Continue the blog post below about the Runners' new crime ballot initiative in California, starting right after its last line.

● EXERCISE TEXT

****************************************

Tuesday, October 23, 2007

Stop Them Before they Legislate Again: California's Lock-em-Up Couple Goes Back to the Ballot

As California prisons continue into a second year of state of emergency with nearly twice as many prisoners as spaces (even with the most optimistic design specs) and a chronic medical care collapse which causes at least one unnecessary death a week, some California law makers are busy at work making sure even more Californian's go to prison for longer.

According to the reporting of Patrick McGreevey in the LA Times, the husband and wife legislative team of Geoorge and Sharon Runner, who brought us the panoply of expensive and draconian sex offender policies called Jessica's Law has now teemed up with the father of the Three Strikes law to bring yet another crack down initiative to the ballot.

The new initiative, dubbed "The Safe Neighborhoods Act: Protect Crime Victims, Stop Gangs and Thugs" would target gang members and do more to lash California's budget to spending on crime. It has also been endorsed by LA County Sheriff Lee Baca and other law enforcement leaders. Some of the provisions include:

* Creating a nine-member Early Intervention and Rehabilitation Commission to evaluate and make recommendations on existing and future gang-reduction programs.

****************************************

● DATA SUPPLIED
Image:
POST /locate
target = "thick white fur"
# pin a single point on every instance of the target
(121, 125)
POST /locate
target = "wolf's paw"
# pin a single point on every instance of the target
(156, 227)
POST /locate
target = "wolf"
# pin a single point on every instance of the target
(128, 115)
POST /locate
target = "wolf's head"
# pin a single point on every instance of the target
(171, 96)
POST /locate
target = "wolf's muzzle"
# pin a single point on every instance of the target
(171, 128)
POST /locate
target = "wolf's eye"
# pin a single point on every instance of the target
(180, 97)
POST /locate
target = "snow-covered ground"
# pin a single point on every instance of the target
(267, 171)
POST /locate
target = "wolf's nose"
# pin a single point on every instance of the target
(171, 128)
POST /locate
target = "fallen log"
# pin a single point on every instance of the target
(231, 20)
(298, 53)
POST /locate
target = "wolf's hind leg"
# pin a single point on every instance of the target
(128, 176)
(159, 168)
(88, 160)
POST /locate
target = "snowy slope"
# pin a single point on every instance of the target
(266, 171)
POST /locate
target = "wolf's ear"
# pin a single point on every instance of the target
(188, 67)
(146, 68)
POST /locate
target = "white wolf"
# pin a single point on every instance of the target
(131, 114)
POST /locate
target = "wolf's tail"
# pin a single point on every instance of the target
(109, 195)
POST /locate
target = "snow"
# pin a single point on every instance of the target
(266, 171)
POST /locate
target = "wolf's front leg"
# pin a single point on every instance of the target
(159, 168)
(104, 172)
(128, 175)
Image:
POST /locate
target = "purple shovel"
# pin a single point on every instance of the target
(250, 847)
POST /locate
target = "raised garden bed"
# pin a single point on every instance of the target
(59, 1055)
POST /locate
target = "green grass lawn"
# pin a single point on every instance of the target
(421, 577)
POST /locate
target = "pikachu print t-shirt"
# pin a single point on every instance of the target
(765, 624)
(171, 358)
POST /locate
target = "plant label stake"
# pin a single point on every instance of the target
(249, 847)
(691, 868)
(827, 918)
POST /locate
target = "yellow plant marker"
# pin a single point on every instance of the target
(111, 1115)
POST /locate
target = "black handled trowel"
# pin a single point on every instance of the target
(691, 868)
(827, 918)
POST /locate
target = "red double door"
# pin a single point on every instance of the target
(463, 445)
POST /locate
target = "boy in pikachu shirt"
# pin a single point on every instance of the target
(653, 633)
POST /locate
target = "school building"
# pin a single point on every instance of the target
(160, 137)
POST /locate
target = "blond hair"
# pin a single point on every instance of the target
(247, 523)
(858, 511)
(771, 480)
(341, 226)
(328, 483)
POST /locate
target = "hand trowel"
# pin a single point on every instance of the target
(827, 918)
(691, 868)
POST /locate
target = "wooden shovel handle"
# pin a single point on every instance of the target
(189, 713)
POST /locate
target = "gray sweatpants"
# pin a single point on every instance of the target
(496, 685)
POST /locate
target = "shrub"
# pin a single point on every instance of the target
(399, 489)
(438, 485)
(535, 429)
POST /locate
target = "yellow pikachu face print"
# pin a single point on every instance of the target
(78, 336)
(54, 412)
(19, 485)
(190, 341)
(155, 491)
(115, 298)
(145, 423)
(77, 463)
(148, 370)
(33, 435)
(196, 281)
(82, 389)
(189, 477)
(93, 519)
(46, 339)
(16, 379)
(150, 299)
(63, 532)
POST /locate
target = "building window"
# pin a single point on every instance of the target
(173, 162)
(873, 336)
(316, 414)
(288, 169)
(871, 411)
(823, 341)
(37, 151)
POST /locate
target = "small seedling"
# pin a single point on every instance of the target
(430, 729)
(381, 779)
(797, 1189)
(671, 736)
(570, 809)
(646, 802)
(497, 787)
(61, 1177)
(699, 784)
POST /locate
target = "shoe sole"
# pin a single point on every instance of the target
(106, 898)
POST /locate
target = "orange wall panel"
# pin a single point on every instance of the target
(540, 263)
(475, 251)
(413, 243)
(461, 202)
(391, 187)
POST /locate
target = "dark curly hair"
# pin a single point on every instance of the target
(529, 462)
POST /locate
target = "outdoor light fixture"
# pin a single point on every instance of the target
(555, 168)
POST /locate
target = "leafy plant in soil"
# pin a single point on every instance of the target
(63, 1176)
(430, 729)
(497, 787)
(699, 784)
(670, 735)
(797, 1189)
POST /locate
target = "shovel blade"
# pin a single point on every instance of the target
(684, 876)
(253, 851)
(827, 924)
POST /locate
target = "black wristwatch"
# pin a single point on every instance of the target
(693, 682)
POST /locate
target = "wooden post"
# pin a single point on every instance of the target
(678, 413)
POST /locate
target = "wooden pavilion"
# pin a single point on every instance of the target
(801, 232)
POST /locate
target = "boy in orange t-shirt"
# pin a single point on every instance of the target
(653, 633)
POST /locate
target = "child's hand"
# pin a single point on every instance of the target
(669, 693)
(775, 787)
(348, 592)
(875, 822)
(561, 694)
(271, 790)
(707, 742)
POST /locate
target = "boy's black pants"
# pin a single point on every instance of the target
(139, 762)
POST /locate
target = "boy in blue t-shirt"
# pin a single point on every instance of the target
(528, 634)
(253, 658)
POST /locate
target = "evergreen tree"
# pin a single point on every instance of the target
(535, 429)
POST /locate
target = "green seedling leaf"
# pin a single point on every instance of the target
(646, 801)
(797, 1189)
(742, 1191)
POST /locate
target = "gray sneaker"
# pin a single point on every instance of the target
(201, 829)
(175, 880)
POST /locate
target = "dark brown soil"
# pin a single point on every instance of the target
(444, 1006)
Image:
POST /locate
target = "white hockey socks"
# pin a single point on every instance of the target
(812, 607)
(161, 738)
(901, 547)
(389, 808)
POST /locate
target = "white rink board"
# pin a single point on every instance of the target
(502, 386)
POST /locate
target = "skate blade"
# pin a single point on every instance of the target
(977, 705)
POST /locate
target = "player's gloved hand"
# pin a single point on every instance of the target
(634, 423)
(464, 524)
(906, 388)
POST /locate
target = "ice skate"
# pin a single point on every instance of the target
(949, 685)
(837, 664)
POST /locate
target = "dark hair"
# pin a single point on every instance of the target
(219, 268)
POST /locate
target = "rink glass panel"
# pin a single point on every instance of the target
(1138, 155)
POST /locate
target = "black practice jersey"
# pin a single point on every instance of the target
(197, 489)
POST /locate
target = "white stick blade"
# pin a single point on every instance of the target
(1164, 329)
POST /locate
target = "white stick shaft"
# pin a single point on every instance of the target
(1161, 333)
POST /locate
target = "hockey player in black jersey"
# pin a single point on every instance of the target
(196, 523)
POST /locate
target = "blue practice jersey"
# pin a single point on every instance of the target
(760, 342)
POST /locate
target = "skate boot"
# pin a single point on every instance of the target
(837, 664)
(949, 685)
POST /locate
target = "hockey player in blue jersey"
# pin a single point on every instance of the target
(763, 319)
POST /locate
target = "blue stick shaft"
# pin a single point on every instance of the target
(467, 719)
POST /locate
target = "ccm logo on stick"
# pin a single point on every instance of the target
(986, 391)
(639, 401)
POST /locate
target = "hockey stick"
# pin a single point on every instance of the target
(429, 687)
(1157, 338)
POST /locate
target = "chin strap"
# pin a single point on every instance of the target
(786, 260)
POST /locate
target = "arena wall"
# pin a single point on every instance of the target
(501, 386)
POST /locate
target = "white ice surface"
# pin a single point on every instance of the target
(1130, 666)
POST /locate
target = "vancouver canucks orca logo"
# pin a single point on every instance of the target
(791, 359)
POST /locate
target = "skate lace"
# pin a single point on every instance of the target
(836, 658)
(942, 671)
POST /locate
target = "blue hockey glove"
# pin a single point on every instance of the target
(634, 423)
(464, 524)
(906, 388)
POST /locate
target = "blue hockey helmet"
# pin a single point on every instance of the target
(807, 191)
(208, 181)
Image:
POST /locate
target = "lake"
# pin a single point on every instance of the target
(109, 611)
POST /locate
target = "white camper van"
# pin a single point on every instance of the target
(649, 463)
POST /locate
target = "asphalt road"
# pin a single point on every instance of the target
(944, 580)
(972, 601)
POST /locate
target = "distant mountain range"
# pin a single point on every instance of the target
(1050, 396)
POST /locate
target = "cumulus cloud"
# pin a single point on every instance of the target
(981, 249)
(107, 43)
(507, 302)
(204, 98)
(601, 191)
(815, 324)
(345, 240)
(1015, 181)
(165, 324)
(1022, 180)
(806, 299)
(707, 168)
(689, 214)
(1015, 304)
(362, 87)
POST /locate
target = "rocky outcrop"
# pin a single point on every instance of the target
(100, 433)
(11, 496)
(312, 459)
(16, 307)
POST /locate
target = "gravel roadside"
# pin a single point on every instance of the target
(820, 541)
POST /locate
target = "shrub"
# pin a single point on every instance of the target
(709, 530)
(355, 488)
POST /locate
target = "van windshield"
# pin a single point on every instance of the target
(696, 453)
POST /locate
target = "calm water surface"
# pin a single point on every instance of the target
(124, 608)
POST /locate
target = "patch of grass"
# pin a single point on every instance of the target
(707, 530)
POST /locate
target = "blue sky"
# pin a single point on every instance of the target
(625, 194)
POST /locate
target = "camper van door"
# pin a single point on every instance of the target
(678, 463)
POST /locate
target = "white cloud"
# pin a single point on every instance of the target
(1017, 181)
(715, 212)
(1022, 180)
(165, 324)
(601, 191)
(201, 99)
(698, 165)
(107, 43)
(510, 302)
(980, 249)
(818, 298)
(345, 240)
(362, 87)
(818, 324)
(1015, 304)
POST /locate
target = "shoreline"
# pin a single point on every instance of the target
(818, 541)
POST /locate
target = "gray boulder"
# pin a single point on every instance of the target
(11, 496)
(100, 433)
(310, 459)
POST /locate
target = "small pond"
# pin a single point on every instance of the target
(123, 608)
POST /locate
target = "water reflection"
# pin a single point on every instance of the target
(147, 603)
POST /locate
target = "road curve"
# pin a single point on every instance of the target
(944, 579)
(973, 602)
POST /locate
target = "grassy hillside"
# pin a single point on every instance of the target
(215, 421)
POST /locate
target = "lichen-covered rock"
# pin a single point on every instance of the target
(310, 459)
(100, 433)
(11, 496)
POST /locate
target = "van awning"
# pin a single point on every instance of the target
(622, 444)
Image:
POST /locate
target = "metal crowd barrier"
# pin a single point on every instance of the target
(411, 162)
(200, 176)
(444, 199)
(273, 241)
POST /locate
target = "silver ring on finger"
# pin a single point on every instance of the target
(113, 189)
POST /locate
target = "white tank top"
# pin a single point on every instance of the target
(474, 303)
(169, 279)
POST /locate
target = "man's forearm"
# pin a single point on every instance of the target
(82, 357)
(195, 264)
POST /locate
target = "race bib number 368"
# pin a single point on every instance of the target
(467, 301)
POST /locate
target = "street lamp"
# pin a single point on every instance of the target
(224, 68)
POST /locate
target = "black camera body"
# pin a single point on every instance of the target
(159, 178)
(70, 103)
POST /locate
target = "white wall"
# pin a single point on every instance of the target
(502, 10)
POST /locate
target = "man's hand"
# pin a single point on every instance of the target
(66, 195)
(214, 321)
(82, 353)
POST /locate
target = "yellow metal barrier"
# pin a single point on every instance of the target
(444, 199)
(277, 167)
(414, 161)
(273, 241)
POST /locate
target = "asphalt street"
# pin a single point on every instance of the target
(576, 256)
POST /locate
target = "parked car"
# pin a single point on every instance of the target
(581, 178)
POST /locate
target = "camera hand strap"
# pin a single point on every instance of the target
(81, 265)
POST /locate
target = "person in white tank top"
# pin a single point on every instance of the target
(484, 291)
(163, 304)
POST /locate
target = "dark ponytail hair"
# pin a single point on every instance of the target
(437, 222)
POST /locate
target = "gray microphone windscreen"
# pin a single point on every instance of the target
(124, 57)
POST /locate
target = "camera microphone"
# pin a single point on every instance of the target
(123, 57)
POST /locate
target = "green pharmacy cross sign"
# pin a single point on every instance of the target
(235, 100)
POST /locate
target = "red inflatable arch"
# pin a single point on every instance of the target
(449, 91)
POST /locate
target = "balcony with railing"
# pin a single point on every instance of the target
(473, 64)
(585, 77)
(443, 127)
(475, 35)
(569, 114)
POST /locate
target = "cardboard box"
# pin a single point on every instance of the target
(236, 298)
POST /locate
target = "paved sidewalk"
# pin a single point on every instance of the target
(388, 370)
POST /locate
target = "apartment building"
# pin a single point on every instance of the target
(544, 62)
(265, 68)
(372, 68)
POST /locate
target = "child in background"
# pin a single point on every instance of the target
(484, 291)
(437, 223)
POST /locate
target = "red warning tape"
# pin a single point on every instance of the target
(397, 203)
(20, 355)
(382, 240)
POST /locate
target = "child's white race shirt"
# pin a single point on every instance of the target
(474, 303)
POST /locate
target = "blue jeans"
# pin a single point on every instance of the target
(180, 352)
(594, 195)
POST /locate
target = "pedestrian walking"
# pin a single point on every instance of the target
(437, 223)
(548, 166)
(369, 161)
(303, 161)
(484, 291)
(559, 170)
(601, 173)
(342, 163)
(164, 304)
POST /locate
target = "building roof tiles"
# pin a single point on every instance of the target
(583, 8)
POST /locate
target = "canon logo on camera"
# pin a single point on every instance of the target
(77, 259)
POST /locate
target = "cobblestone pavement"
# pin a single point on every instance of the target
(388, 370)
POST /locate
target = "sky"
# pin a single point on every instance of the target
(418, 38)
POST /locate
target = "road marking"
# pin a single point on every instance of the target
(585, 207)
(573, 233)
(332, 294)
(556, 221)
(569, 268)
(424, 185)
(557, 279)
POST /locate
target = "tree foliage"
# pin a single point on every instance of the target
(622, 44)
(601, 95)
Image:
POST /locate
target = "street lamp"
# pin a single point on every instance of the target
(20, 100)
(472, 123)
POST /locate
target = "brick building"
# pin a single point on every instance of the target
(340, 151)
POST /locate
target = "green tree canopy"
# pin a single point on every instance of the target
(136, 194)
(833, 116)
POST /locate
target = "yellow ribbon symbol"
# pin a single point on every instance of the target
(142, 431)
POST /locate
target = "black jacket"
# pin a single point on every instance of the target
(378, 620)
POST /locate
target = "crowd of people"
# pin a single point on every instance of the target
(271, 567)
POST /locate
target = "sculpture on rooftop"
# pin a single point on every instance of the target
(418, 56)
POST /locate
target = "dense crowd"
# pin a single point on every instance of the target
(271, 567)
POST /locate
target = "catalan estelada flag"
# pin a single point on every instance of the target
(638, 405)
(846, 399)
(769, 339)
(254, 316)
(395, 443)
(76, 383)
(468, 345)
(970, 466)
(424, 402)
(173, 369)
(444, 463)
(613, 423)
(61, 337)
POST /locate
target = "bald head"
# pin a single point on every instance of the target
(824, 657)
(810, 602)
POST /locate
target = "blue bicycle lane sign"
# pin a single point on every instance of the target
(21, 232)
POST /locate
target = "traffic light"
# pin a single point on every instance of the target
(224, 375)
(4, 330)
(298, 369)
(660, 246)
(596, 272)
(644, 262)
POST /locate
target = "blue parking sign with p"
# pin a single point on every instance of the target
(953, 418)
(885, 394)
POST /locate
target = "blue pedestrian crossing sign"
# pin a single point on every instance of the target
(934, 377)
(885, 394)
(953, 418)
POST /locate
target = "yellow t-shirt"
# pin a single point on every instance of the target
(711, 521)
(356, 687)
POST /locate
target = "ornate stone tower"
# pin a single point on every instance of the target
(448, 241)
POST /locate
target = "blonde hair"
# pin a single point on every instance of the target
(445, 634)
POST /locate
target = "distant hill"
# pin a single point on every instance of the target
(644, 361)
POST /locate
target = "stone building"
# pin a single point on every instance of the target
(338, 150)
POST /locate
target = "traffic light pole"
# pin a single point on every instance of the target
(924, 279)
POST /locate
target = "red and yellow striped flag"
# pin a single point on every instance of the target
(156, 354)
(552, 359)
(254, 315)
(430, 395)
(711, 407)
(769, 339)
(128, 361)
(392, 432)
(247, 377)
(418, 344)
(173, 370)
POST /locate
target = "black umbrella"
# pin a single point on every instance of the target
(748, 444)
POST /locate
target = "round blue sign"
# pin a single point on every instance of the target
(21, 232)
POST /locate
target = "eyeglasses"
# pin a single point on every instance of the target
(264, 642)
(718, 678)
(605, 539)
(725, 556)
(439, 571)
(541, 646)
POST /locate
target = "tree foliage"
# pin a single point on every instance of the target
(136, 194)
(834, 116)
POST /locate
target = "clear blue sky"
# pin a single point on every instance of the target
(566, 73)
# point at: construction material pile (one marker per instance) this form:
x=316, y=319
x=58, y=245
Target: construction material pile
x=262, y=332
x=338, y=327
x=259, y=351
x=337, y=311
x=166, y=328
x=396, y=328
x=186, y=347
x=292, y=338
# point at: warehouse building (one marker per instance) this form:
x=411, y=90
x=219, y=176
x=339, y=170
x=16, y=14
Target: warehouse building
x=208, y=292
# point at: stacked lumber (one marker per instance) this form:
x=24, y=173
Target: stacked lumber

****************************************

● WRITTEN RESPONSE
* Increasing by 10 years the sentence given convicted felons caught with guns.

* Requiring that convicted gang offenders register with local law enforcement each year for five years after conviction or their release from custody.

* Allowing admission of sworn statements by gang crime witnesses who have died or who are unavailable to testify at the time of prosecution because of intimidation.

* Increasing penalties for individuals who provide contraband to gang members in prison.

* Authorizing the seizure of cars in which a gun is found that was used during the commission of a crime by the registered owner.

* Prohibiting bail for illegal immigrants charged with violent gang crimes.

Gangs are the preferred target for crime warriors because they provide a fits all explanation for urban violence and offer abundant racial stereotypes around which to hang satisfying terms like "thugs." Law enforcement loves gangs because it gives them something that looks like an army to have their crime war against. Legislators like the Runners love them, because they provide the perfect enemy to focus a distracted public on.

The only problem is that prison itself is the biggest gang producing institution in the state of California and this law will only guarantee more people get sent to prison, more often, and for longer. In the meantime, the intensely local relations and problems that lead to most youth violence will continue to go unaddressed while the Runners and their fellow crime entrepreneurs campaign on.